**Supplied passage:**
—————

# Rectaflex



## obsiniius (Apr 26, 2022)

please help me identify this camera and it’s value not much i can find on it? had a extra lens with it also here’s the pics!


----------



## Mitica100 (Apr 27, 2022)

Well, as it goes, it is an Italian made camera, probably the 1300 series. It uses the 35mm film, hard to find nowadays and to process as well. I’ll give you $100 for it… just kidding!!!

What you have is a wonderful camera which is pretty hard to find, especially with the array of lenses, instruction book, original leather case and so on. If I were you I’d keep it and hope it goes up in value. If the camera is in good functioning order you could get well over $1,000 for it, based on the eBay sales that I’ve seen. I belong to IDCC (International Directory of Camera Collectors) group and there is an Italian collector named Mario Cassili, he could be very interested in this gem. Google IDCC and get Mario’s email from them, contact him and tell him Dimitri gave you the idea. Good luck!


----------



## IanG (Apr 27, 2022)

Check ebay completed sales, somewhere around £300 to £500 / $350 to $600 if it's working.  I do have a 1958 Focal Press camera guide with  between 2 & 4 pages on various cameras and it is included.

Ian


----------



## IanG (Apr 27, 2022)

—————

**Records for processing:**
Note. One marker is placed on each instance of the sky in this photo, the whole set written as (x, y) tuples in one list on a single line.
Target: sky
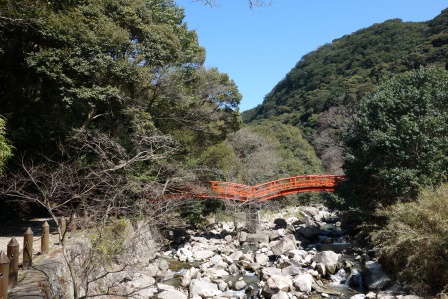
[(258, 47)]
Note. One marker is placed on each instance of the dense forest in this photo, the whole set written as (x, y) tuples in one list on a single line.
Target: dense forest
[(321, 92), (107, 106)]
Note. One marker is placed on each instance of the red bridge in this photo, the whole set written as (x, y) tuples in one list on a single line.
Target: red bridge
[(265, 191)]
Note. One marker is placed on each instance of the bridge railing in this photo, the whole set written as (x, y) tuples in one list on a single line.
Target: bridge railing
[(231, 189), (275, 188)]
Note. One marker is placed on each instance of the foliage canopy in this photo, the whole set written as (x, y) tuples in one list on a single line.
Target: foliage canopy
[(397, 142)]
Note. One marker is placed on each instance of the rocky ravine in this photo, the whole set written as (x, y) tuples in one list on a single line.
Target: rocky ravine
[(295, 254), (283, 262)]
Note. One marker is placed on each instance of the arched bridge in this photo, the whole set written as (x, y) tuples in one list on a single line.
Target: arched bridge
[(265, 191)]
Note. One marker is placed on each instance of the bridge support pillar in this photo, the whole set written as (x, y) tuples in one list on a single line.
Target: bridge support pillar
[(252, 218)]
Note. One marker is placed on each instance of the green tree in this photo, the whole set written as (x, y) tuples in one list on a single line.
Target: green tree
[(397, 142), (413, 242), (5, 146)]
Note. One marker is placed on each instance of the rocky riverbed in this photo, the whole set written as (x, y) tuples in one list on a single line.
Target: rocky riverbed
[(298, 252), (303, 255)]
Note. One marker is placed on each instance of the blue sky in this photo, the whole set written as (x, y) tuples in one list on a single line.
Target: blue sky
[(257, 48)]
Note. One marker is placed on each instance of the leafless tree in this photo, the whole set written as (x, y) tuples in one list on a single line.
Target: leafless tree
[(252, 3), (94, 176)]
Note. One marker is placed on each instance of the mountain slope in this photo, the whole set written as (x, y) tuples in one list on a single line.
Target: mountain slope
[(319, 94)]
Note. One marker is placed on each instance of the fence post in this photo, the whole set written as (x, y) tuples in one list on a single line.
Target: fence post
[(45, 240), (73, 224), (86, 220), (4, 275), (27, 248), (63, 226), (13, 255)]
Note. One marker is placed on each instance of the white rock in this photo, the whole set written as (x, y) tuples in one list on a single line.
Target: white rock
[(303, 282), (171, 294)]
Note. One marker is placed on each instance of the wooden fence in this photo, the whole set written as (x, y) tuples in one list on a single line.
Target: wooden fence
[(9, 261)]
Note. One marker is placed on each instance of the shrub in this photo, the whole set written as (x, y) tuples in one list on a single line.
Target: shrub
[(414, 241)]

—————

**Things to do:**
a – Please transcribe the records word for word, starting with their first line and ending with the line that contains "[(258, 47)]", including both of those lines, and leave out any pictures.
b – Write the next part of the Rectaflex camera forum thread, continuing from its last line.
The records that come after the Rectaflex forum thread have no connection to it.

**Results for the exercise:**
a –
Note. One marker is placed on each instance of the sky in this photo, the whole set written as (x, y) tuples in one list on a single line.
Target: sky
[(258, 47)]

b –
Mitica100 said:


> Well, as it goes, it is an Italian made camera, probably the 1300 series. It uses the 35mm film, hard to find nowadays and to process as well. I’ll give you $100 for it… just kidding!!!
> 
> What you have is a wonderful camera which is pretty hard to find, especially with the array of lenses, instruction book, original leather case and so on. If I were you I’d keep it and hope it goes up in value. If the camera is in good functioning order you could get well over $1,000 for it, based on the eBay sales that I’ve seen. I belong to IDCC (International Directory of Camera Collectors) group and there is an Italian collector named Mario Cassili, he could be very interested in this gem. Google IDCC and get Mario’s email from them, contact him and tell him Dimitri gave you the idea. Good luck!



The lens makes a huge difference to the value, Angenieux being the most desirable.

Ian


----------



## webestang64 (Apr 27, 2022)

It states here you do have a 1300 series going by the top shutter speed and the serial number-26841 (built from 1952 to 1955) ....    Rectaflex - Wikipedia

On eBay I saw a SOLD price for this model at $650 US. 

Side note... Saw a listing for the Angenieux lens by itself, it sold for $3500.00....!

Neat piece.


----------



## compur (Apr 30, 2022)

I recently found and then sold a Rectaflex Junior with Angénieux lens. The Junior is very similar to the 1300 except with lower top shutter speed. The body was not working but the lens was in good shape. I loved the overall build of the camera but the viewfinder was quite dim.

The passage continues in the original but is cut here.